## start Data records
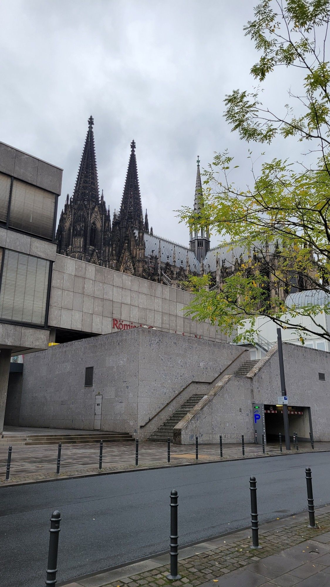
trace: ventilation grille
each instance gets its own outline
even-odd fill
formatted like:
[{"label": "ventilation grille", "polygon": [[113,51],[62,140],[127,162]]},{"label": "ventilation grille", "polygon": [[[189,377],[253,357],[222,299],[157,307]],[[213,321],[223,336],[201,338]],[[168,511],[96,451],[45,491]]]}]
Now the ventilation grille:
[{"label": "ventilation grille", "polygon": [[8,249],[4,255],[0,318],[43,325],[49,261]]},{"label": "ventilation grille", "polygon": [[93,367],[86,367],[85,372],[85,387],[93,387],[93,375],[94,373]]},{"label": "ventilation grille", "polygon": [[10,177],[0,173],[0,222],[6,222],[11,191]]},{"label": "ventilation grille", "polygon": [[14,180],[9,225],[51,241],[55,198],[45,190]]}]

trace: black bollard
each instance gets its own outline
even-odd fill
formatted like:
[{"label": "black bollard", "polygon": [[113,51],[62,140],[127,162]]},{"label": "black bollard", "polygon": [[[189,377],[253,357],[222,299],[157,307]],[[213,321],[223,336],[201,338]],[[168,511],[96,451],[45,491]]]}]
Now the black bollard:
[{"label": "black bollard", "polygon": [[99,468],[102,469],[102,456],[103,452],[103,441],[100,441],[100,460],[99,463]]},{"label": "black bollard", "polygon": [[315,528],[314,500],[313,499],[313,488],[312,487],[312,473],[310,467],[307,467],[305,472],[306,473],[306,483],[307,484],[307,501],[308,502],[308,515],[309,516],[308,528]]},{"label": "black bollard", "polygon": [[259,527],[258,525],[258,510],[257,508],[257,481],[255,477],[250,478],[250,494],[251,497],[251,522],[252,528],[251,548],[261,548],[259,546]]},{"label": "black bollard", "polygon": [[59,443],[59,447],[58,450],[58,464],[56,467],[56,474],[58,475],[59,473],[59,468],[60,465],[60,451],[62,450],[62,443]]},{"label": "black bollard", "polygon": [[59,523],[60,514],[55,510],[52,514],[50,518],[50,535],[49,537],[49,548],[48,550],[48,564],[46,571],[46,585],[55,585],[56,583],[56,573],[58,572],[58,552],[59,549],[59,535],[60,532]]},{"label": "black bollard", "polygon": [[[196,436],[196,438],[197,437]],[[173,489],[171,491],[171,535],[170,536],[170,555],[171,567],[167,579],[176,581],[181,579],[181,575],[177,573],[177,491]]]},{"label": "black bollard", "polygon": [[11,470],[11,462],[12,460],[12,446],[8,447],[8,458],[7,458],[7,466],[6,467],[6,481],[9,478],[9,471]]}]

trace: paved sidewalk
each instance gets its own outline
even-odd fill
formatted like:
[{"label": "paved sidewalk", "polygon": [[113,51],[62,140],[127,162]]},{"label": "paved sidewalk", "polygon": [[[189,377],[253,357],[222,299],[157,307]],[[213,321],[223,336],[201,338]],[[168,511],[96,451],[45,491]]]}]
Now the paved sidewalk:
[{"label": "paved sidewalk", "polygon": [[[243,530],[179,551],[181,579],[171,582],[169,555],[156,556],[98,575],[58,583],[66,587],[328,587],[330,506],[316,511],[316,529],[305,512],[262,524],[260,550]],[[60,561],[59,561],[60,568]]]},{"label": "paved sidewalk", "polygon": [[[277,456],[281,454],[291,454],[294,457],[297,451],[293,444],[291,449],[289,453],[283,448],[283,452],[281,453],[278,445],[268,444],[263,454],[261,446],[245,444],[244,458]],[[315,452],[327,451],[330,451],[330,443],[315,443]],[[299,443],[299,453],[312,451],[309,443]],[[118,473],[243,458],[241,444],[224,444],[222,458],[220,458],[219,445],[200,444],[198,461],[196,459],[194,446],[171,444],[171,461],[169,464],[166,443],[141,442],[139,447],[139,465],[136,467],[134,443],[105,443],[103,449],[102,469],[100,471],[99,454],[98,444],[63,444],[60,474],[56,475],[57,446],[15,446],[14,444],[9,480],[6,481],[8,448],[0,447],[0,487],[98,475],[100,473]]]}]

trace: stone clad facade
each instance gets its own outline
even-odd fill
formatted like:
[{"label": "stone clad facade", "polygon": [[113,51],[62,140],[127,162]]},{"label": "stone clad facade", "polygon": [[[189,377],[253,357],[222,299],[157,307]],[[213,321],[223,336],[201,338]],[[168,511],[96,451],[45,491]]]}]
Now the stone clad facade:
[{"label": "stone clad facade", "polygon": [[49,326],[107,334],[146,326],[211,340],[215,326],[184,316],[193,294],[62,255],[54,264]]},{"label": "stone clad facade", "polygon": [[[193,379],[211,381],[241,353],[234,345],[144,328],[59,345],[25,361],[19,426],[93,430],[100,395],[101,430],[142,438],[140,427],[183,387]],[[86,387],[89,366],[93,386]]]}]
## end Data records
## start Data records
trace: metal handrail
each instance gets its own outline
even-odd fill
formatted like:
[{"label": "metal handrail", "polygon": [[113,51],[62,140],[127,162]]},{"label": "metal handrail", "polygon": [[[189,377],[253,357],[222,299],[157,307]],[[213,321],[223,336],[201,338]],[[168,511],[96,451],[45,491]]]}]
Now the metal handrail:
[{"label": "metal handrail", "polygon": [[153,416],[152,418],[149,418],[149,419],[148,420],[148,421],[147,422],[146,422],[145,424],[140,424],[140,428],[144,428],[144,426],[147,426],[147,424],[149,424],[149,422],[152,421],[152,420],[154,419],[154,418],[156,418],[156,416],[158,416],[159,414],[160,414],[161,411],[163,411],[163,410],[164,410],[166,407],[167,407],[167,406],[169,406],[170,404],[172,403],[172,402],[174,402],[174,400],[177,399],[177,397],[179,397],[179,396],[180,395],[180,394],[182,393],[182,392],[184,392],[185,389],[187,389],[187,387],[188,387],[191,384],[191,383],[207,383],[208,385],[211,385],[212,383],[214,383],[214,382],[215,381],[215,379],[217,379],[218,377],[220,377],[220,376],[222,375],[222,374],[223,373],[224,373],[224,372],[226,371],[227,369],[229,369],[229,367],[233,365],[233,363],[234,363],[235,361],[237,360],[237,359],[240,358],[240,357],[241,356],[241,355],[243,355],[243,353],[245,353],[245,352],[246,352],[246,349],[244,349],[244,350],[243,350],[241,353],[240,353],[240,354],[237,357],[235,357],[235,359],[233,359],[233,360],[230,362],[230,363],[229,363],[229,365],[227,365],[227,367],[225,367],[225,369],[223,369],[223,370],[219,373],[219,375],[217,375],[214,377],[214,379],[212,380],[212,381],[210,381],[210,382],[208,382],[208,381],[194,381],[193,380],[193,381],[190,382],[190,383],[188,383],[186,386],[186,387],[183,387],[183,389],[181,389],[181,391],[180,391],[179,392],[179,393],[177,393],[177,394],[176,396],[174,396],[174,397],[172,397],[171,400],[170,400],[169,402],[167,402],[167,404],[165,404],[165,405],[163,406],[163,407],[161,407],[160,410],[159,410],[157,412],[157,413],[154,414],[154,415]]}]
## end Data records
## start Data records
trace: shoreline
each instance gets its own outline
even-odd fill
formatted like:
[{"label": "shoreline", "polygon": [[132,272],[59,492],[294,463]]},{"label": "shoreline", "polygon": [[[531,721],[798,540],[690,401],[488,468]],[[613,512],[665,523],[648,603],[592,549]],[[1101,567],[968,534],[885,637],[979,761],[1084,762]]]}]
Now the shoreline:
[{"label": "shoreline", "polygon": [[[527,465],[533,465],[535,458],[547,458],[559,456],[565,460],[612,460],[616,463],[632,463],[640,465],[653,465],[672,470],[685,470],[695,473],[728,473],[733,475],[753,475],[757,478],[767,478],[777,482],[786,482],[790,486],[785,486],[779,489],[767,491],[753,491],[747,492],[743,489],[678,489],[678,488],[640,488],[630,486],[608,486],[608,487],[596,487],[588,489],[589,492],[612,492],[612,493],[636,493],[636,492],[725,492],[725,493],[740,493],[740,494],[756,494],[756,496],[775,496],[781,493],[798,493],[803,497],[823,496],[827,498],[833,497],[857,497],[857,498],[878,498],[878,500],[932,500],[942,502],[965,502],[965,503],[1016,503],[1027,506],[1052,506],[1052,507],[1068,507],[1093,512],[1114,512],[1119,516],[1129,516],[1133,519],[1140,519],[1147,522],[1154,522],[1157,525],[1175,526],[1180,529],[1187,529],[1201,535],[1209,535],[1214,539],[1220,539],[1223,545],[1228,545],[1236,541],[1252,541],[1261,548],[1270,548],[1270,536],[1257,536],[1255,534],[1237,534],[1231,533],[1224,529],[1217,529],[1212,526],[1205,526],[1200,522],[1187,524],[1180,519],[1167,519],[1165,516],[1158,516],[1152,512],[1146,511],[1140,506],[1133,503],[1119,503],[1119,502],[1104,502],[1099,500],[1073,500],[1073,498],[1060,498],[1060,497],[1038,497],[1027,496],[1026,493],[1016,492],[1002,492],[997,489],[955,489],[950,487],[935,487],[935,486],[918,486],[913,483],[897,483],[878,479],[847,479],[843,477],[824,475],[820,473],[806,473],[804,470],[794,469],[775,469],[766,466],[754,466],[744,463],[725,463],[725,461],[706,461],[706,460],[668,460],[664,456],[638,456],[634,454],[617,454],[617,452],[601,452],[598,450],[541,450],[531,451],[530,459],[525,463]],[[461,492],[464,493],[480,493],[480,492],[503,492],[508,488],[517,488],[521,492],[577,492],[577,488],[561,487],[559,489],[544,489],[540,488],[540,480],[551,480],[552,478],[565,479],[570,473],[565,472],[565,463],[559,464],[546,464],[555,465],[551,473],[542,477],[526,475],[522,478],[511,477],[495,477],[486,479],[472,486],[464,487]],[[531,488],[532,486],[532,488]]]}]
## end Data records
» Objective: Copy the records word for word, starting with the line that contains "trace: metal handrail" and continuing through the line that contains "Now the metal".

» Task solution:
trace: metal handrail
each instance gets its own outline
even-odd fill
formatted like:
[{"label": "metal handrail", "polygon": [[113,51],[62,140],[127,162]]},{"label": "metal handrail", "polygon": [[[189,377],[253,357],[222,299],[157,307]],[[213,321],[223,336],[201,338]],[[168,511],[96,451],[45,491]]]}]
Now the metal handrail:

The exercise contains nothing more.